## Tasks to perform:
(A) Answer these questions about the column on Scottish independence:
(i) By next May, how many months out of Europe will the UK be?
(ii) Which bill does the column say will destroy the basis of devolved government?
(iii) Who is the mayor of Greater Manchester?
(B) From the column on Scottish independence, quote the passage that begins with the words "Meanwhile, if you" and ends with "been frozen out.".

BEGIN Text excerpt

BROADLY then, we now have two schools of thought: a) steady as she goes, don’t frighten the horses, mature caution will win the day and harvest the waverers; or: b) How much more evidence do we need of Westminster duplicity and post-Brexit calamity? Let’s get moving while so many stars are aligned.

So far as the first proposition goes, I readily concede that houses divided are houses prone to collapse. But on the second, I’d argue that progress on independence is contingent on building quickly on clearly observable momentum.

We need pragmatism, but by God, we surely need passion, too. You can’t tell folks to play the long game forever, or, frankly, some will leave the pitch. By next May we’ll be four months out of Europe. Properly out.

Meanwhile, if you can’t detect the Unionist drumbeats, then it’s time to think about hearing aids. The southern commentariat are discovering federalism for the third or fourth time. They’re saying everyone in the UK should have a vote in a second indy referendum. Or that every true-born Scot should. They want to change the indy question asked and move any other handy goalpost.

They’ve dusted down their greatest hits from Better Together about Scotland’s dismal prospects if severed from the big strong arms of the UK. They’ve voted for an Internal Market Bill which will, inter alia, destroy the basis of devolved government. And the UK Government has been caught bang to rights instructing the Cabinet not to tell their “partners” in the devolved administrations anything about the Brexit negotiations from which they’ve been frozen out.

Meanwhile, in the midst of the global catastrophe of a pandemic, these big strong Westminster arms have made a complete bourach of “the easiest trade deal in history”, leaving us looking at crippling tariffs and a UK economy already downgraded by the ratings agencies. A risky business leaving the UK? The risk now is surely remaining shackled to a dodgy PM and a clueless Cabinet.

How should Scotland deal with the twin disasters of Covid and Brexit? Well maybe it’s time to be a bit more Burnham. The mayor of Greater Manchester, Andy Burnham, may or may not be playing Russian roulette on the health front, but he’s got one thing right: he knows that to deal with the bluster of the bully in Number Ten: you have to call his bluff. Bullies are cowards and they need called out.

END Text excerpt
BEGIN Data supplied

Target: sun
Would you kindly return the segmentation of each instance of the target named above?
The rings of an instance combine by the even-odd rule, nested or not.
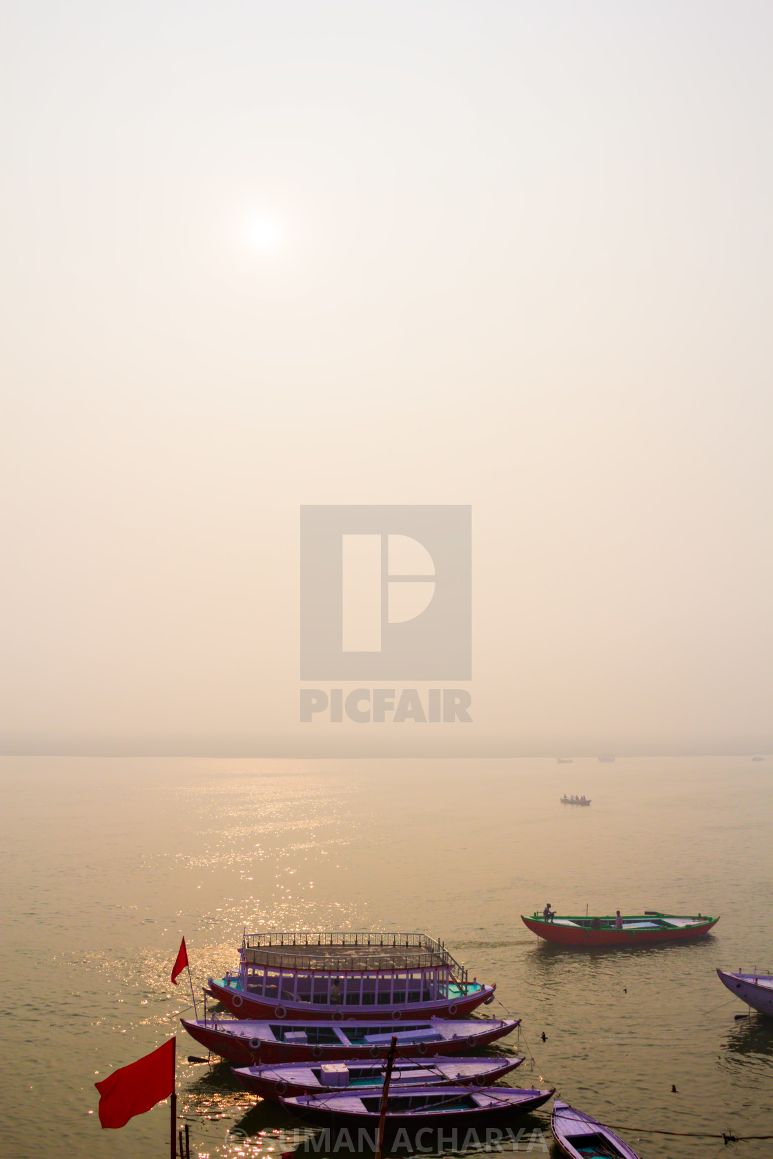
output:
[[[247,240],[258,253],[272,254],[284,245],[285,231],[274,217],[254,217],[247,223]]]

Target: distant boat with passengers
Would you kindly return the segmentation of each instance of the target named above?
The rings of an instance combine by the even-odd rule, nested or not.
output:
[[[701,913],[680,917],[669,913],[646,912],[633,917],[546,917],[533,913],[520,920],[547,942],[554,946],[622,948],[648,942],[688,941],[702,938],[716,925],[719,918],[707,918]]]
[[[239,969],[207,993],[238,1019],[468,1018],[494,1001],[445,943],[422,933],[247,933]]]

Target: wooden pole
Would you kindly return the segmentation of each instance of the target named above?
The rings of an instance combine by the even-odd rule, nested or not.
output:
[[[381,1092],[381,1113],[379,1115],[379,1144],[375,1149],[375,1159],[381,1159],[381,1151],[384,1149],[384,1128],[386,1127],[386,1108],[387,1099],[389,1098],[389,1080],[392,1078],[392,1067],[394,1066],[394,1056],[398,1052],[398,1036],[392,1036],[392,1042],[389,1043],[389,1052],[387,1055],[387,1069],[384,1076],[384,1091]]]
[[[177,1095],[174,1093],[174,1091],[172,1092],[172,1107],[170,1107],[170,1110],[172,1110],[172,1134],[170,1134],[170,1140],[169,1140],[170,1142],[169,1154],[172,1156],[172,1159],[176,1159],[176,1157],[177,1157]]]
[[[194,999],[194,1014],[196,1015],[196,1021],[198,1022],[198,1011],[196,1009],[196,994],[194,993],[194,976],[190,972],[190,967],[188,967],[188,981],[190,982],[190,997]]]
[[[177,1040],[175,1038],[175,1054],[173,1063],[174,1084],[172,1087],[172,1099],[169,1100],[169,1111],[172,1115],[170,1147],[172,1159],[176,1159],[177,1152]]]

END Data supplied

## Task-by-task answers:
(A)
(i) Four months
(ii) The Internal Market Bill
(iii) Andy Burnham

(B)
Meanwhile, if you can’t detect the Unionist drumbeats, then it’s time to think about hearing aids. The southern commentariat are discovering federalism for the third or fourth time. They’re saying everyone in the UK should have a vote in a second indy referendum. Or that every true-born Scot should. They want to change the indy question asked and move any other handy goalpost.

They’ve dusted down their greatest hits from Better Together about Scotland’s dismal prospects if severed from the big strong arms of the UK. They’ve voted for an Internal Market Bill which will, inter alia, destroy the basis of devolved government. And the UK Government has been caught bang to rights instructing the Cabinet not to tell their “partners” in the devolved administrations anything about the Brexit negotiations from which they’ve been frozen out.